** Opening DOCUMENT SEGMENT block **

Maybe these anomalies all trace to the same thing in neural networks’ design; maybe not. Each of them holds a promise of something really cool to come. For today, NMT’s results are great for tourists visiting Cambodia when they order a coffee, and NMT’s anomalies pose serious problems for professionals who try to use NMT for their work. Researchers don’t yet understand these anomalies and it will take some time for them to control this technology for predictable professional results.
So, I decided to rewind the clock to academic research published before the hype started. That took me to this Workshop on Learning Technologies (European Committee for Standardization) evaluation paper published in October 2016: Neural versus Phrase-Based Machine Translation Quality: a Case Study. Note that their tests’ phrase-based machine translation (PBMT) includes several varieties of statistical machine translation (SMT) methods for the English-German language pair. I’ll quote article’s summary of findings:
- NMT generates outputs that considerably lower the overall post-edit effort with respect to the best PBMT system (-26%);
- NMT outperforms PBMT systems on all sentence lengths, although its performance degrades faster with the input length than its competitors;
- NMT seems to have an edge especially on lexically rich texts;
- NMT output contains less morphology errors (-19%), less lexical errors (-17%), and substantially less word order errors (-50%) than its closest competitor for each error type;
- concerning word order, NMT shows an impressive improvement in the placement of verbs (-70% errors)
The workshop’s NMT started with a 26% improvement in “overall post-edit effort.” There’s no doubt in my mind that it will continue to improve. The question is, why does SMT as a personalized translation engine outperform NMT and NMT outperforms big-data SMT?
A football player learns new playing rules and achieves different results as he transitions from little league to professional, but every league has football games. Likewise, SMT’s playing rules and the results it achieves change as we apply the technology in different use cases. Here’s an eye-opening demonstration.

** Closing DOCUMENT SEGMENT block **

Extend the article comparing neural and statistical machine translation, picking up right after its final sentence. The material that comes next has no connection to the article on machine translation.

** Opening GIVEN ENTRIES block **

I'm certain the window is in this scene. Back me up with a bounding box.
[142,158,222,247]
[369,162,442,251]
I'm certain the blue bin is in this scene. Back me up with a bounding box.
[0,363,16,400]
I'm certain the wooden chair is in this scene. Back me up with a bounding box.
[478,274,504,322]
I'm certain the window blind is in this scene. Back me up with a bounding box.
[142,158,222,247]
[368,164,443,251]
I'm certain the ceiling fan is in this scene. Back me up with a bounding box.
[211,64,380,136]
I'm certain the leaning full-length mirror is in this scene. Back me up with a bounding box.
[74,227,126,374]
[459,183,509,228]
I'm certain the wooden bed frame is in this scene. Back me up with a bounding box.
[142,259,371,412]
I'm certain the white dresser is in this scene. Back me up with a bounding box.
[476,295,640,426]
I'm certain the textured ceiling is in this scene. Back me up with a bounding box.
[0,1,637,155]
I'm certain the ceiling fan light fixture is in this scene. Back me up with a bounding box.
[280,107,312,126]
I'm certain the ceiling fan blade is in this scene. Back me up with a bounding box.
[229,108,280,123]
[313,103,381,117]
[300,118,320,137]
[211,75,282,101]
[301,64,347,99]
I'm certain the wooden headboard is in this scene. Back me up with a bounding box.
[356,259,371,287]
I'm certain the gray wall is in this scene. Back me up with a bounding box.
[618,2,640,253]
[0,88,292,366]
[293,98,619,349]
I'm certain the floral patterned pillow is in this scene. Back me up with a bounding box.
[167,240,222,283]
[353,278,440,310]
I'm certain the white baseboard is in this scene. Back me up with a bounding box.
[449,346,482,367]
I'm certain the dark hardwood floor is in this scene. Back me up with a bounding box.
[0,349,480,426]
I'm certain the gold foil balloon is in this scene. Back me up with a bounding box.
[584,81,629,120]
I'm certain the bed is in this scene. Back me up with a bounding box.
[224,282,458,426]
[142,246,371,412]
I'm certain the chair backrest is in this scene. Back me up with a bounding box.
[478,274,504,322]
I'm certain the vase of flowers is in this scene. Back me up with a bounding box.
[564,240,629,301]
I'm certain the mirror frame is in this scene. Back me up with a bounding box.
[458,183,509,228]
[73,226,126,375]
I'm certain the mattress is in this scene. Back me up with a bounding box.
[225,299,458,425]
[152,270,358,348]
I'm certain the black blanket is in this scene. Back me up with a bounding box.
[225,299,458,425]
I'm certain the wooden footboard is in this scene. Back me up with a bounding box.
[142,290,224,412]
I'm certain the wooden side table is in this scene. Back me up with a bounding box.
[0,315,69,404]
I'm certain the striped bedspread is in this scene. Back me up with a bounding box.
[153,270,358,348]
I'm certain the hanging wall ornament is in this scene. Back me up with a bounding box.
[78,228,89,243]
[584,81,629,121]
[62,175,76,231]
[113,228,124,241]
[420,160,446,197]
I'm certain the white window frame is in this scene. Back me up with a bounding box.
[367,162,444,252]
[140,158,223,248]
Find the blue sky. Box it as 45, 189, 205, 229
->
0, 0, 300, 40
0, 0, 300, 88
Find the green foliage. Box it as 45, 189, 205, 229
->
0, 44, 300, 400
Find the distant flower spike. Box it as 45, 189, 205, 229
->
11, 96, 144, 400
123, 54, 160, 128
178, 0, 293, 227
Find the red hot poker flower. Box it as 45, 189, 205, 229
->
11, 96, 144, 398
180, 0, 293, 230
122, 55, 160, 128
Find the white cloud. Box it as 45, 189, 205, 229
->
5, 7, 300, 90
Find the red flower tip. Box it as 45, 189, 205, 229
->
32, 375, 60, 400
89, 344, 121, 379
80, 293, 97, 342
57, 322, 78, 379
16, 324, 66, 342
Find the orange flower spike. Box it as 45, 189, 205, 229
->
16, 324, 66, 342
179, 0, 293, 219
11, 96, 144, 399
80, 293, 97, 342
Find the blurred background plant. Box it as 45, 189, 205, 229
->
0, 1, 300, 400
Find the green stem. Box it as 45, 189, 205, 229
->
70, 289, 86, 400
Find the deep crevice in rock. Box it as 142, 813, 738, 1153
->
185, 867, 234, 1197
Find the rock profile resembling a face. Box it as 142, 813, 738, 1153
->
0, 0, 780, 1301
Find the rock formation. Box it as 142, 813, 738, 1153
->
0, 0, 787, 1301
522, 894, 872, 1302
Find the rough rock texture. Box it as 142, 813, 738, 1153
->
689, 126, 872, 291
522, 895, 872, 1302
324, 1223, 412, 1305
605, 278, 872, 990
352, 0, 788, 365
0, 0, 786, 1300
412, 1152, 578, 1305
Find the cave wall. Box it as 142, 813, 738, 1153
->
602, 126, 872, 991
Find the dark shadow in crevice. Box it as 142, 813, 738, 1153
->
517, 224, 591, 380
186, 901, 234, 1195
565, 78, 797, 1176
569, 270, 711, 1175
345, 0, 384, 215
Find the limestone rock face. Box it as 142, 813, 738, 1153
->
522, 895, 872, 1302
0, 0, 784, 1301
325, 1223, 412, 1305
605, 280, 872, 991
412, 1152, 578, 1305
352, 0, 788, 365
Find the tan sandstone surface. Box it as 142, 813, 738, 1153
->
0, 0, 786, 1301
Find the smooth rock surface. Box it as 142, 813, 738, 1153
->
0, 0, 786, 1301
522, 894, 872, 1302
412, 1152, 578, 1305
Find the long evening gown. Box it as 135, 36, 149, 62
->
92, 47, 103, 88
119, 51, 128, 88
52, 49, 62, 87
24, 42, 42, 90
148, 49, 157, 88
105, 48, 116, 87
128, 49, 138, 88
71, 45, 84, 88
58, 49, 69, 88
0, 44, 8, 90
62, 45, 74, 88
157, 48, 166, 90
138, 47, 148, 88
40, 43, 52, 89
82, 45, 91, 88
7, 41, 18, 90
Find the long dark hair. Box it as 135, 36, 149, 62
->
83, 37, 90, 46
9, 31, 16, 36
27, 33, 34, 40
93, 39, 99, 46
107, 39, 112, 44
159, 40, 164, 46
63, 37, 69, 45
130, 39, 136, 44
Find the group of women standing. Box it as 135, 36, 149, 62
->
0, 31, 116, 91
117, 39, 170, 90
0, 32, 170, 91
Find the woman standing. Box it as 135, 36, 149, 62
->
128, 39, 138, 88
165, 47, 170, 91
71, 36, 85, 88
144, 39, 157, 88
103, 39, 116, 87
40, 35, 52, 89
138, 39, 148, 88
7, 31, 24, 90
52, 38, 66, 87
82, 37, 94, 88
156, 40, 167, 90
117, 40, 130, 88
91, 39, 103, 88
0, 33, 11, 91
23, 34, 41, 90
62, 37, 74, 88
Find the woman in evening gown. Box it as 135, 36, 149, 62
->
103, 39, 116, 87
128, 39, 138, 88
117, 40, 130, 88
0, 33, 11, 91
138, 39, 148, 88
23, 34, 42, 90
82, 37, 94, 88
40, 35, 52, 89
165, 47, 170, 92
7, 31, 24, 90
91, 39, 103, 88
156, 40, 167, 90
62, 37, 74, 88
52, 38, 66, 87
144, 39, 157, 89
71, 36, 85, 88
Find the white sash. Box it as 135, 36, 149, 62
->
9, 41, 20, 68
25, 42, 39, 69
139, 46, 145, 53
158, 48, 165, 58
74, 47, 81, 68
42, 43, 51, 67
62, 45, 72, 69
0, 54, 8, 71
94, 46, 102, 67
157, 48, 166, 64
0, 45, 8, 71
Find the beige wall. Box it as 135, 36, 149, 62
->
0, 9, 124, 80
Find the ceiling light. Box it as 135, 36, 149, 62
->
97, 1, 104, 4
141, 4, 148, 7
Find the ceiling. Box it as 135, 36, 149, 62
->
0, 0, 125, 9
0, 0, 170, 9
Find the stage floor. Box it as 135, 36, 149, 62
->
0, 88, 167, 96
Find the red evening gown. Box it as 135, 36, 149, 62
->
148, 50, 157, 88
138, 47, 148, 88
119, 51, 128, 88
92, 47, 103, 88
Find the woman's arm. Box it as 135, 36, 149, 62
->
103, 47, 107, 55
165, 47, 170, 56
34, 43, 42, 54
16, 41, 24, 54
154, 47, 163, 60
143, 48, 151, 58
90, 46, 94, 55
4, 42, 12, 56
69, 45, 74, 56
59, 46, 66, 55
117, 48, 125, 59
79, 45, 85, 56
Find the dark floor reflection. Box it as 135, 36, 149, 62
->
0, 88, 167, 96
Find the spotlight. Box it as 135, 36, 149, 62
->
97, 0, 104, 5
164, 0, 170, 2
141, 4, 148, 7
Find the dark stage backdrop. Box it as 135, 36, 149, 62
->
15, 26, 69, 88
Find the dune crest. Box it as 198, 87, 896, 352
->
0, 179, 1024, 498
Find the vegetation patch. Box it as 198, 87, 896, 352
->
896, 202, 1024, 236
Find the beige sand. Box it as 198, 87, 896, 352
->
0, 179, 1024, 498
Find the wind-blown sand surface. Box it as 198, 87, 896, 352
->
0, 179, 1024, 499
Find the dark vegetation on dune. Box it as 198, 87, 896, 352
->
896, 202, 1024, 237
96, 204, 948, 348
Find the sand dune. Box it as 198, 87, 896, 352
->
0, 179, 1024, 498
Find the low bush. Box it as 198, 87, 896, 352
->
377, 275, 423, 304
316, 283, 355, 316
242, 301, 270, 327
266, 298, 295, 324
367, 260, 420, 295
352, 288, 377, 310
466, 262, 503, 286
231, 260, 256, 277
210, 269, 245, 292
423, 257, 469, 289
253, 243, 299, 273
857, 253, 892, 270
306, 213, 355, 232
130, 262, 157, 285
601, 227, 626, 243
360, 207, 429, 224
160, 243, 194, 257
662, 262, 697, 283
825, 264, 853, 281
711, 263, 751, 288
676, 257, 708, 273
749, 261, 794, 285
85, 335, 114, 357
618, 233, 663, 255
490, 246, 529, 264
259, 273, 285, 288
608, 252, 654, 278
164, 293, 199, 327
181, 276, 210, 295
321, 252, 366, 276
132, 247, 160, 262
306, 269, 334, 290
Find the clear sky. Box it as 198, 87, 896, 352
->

** Closing GIVEN ENTRIES block **

### OUTPUT
From the Workshop on Learning Technologies:
|system||BLEU||Evaluation Set (en-de)|
|Standard PBMT||25.8||collection of TED Talks short speeches|
|NMT||31.1||collection of TED Talks short speeches|
The table above shows the 17% improvement of the NMT system’s BLEU score over the big-data PBMT baseline with workshop’s evaluation set. Compare that to the 109% improvement from Google’s NMT to a Slate Desktop user’s SMT engine in the table below.
|system||BLEU||Evaluation Set (en-it)|
|Google NMT||33.1||Representative sample of Isabella’s work|
|Isabella’s TMs||69.3||Representative sample of Isabella’s work|
These are Isabella Massardo’s Slate Desktop results she reported in her blog article Who Is A Translator’s New Best Friend?. For her review, she converted her translation memories to create a personalized translation engine and used it with the same client’s work.
In January 2017, Google CEO Sundar Pichai was referring to NMT when he told Google’s investors, “We have improved our translation ability more in one single year than all our improvements over the last 10 years combined.” Clearly, big-data NMT is a significant improvement over online big-data SMT services but it is not a revolutionary improvement for our language industry.
When a translator properly uses a personalized translation engine as intended, the engine will out-perform big-data. We need to continue to explore these new approaches to augment and enhance human translation.